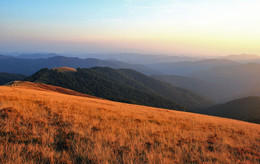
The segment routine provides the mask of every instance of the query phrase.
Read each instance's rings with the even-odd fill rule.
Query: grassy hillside
[[[63,73],[42,69],[27,79],[69,88],[78,92],[110,100],[134,104],[181,109],[210,104],[206,98],[185,89],[171,86],[139,72],[128,69],[96,67]]]
[[[259,163],[260,126],[0,87],[1,163]]]
[[[200,113],[260,124],[260,97],[236,99],[203,109]]]
[[[25,78],[26,78],[25,75],[0,72],[0,85],[3,85],[3,84],[8,83],[10,81],[23,80]]]

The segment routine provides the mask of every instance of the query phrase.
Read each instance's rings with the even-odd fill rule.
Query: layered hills
[[[42,69],[26,80],[69,88],[114,101],[168,109],[183,110],[212,104],[196,93],[129,69],[95,67],[78,68],[71,72],[62,72],[60,69],[62,68]]]
[[[71,67],[71,68],[91,68],[91,67],[111,67],[133,69],[144,74],[158,74],[146,66],[128,64],[120,61],[99,60],[95,58],[77,58],[54,56],[42,59],[16,58],[0,55],[0,72],[17,73],[31,75],[42,68]]]
[[[259,163],[257,124],[39,86],[0,86],[2,163]]]
[[[215,105],[199,113],[260,124],[260,97],[245,97]]]
[[[13,73],[7,73],[7,72],[0,72],[0,85],[3,85],[5,83],[8,83],[10,81],[15,80],[23,80],[27,76],[21,75],[21,74],[13,74]]]

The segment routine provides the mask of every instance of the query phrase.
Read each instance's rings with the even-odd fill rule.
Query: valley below
[[[258,124],[47,86],[0,86],[1,163],[259,162]]]

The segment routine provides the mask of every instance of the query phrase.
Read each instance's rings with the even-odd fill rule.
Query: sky
[[[260,54],[259,0],[0,0],[0,51]]]

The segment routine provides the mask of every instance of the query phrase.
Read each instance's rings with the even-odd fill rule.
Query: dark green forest
[[[129,69],[94,67],[75,72],[41,69],[26,79],[72,89],[113,101],[184,110],[209,106],[211,102],[185,89],[176,88]]]

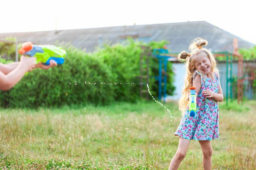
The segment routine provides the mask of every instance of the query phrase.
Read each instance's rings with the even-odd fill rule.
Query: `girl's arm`
[[[201,76],[200,75],[197,74],[195,76],[195,80],[193,82],[193,87],[195,87],[195,96],[197,97],[201,89]],[[190,96],[190,94],[189,93],[187,97],[188,100],[189,100],[189,96]]]
[[[193,82],[193,86],[195,87],[195,93],[196,93],[196,96],[199,93],[201,89],[201,76],[199,74],[195,76],[195,80]]]
[[[0,63],[0,71],[5,74],[7,74],[18,67],[20,62],[15,62],[6,64]],[[50,64],[49,65],[44,65],[41,62],[39,62],[35,65],[35,68],[40,68],[44,70],[47,70],[56,65],[57,62],[55,61],[52,60],[50,61]]]
[[[222,102],[223,101],[223,92],[222,91],[222,88],[220,83],[219,86],[219,91],[218,93],[214,93],[214,95],[212,97],[212,99],[218,102]]]
[[[221,86],[221,83],[220,83],[219,85],[218,93],[214,93],[210,90],[207,89],[203,91],[202,94],[204,95],[205,97],[208,98],[212,98],[213,99],[217,102],[222,102],[223,101],[223,92],[222,91]]]

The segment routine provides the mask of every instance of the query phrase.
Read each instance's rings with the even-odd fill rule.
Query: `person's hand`
[[[197,93],[196,93],[196,92],[195,93],[195,97],[197,97]],[[187,100],[189,100],[189,96],[190,96],[190,93],[189,93],[188,94],[188,96],[187,97]]]
[[[27,71],[31,71],[35,68],[36,58],[27,57],[24,56],[20,57],[20,64],[25,67]]]
[[[210,98],[214,96],[215,93],[211,91],[209,89],[207,89],[203,91],[202,92],[202,94],[203,94],[205,97]]]
[[[40,68],[44,70],[48,70],[52,67],[54,67],[57,66],[57,64],[55,60],[51,60],[49,65],[45,65],[42,62],[39,62],[36,64],[36,68]]]

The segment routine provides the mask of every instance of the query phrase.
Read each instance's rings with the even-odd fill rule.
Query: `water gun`
[[[64,63],[66,51],[60,47],[51,45],[35,45],[31,42],[22,44],[19,53],[36,57],[36,63],[41,62],[46,65],[49,64],[50,60],[53,60],[58,65]]]
[[[190,87],[190,95],[189,96],[189,110],[190,112],[189,115],[191,117],[195,116],[196,110],[196,96],[195,96],[195,87]]]

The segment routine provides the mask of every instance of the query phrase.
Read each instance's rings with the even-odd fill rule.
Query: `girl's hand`
[[[20,57],[20,64],[26,67],[27,71],[31,71],[35,68],[36,60],[35,57],[26,57],[22,55]]]
[[[195,92],[195,97],[197,97],[197,93],[196,93],[196,92]],[[187,100],[189,100],[189,96],[190,96],[190,93],[189,93],[189,94],[188,94],[188,96],[187,97]]]
[[[39,62],[36,64],[35,68],[40,68],[44,70],[48,70],[52,67],[57,66],[57,62],[53,60],[50,60],[50,64],[49,65],[45,65],[41,62]]]
[[[215,94],[213,91],[211,91],[210,90],[207,89],[203,91],[202,92],[202,94],[203,94],[205,97],[210,98],[214,97]]]

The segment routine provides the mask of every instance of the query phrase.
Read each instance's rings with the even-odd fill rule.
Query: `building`
[[[187,51],[189,46],[193,39],[201,37],[208,41],[206,47],[215,52],[232,52],[233,40],[238,40],[239,48],[249,48],[255,45],[235,35],[220,28],[206,21],[187,22],[179,23],[119,26],[103,28],[41,31],[29,32],[0,34],[0,40],[7,37],[15,37],[18,41],[31,41],[38,44],[54,44],[56,41],[64,43],[71,43],[74,46],[86,49],[87,52],[93,51],[103,43],[108,42],[111,45],[122,42],[128,37],[145,42],[151,41],[166,40],[169,44],[166,45],[172,52],[178,53]],[[184,65],[174,63],[176,74],[175,85],[176,87],[175,95],[173,99],[177,99],[181,95],[183,84]],[[235,68],[235,67],[234,67]],[[225,65],[220,67],[224,74]],[[236,69],[235,69],[234,70]],[[234,73],[236,74],[236,73]],[[225,79],[221,80],[225,84]],[[224,93],[225,93],[223,85]]]

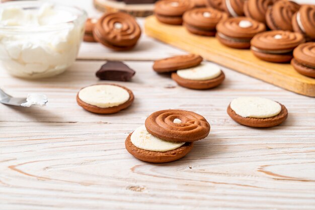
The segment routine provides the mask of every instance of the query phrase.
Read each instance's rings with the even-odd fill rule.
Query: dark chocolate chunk
[[[127,81],[135,71],[121,61],[108,61],[96,72],[96,76],[105,80]]]

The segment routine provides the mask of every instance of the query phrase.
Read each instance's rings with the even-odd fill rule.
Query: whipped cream
[[[39,93],[30,93],[28,95],[26,101],[21,104],[22,107],[30,107],[33,105],[43,107],[48,101],[46,95]]]
[[[2,64],[9,73],[24,78],[63,72],[75,60],[83,23],[75,22],[76,15],[53,4],[36,9],[18,5],[0,8]]]

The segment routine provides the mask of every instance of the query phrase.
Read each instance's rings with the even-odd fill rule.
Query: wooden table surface
[[[183,53],[143,39],[162,57]],[[150,60],[148,55],[141,59]],[[81,57],[64,73],[40,80],[0,69],[1,87],[9,93],[39,92],[49,99],[40,108],[0,104],[0,209],[315,209],[315,99],[226,68],[218,88],[189,90],[155,73],[151,61],[128,61],[135,76],[116,83],[132,90],[134,103],[98,115],[75,101],[81,87],[102,82],[95,73],[104,61],[92,58]],[[265,129],[237,124],[226,108],[250,95],[284,104],[287,120]],[[174,162],[134,158],[125,149],[126,137],[151,113],[168,109],[203,115],[209,135]]]

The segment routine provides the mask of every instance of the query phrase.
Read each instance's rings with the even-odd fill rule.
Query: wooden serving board
[[[123,12],[135,17],[147,17],[153,14],[153,4],[126,5],[114,0],[94,0],[94,6],[104,12]]]
[[[249,50],[225,47],[214,37],[193,35],[182,26],[164,24],[154,16],[146,19],[144,28],[147,35],[208,60],[292,92],[315,97],[315,79],[299,74],[289,64],[262,61]]]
--- --- ---
- _SET TASK_:
Pick out every line in the items above that contains the word "wooden" and copy each of those lines.

- _RESULT FOR THIS TASK_:
Query: wooden table surface
Query: wooden serving board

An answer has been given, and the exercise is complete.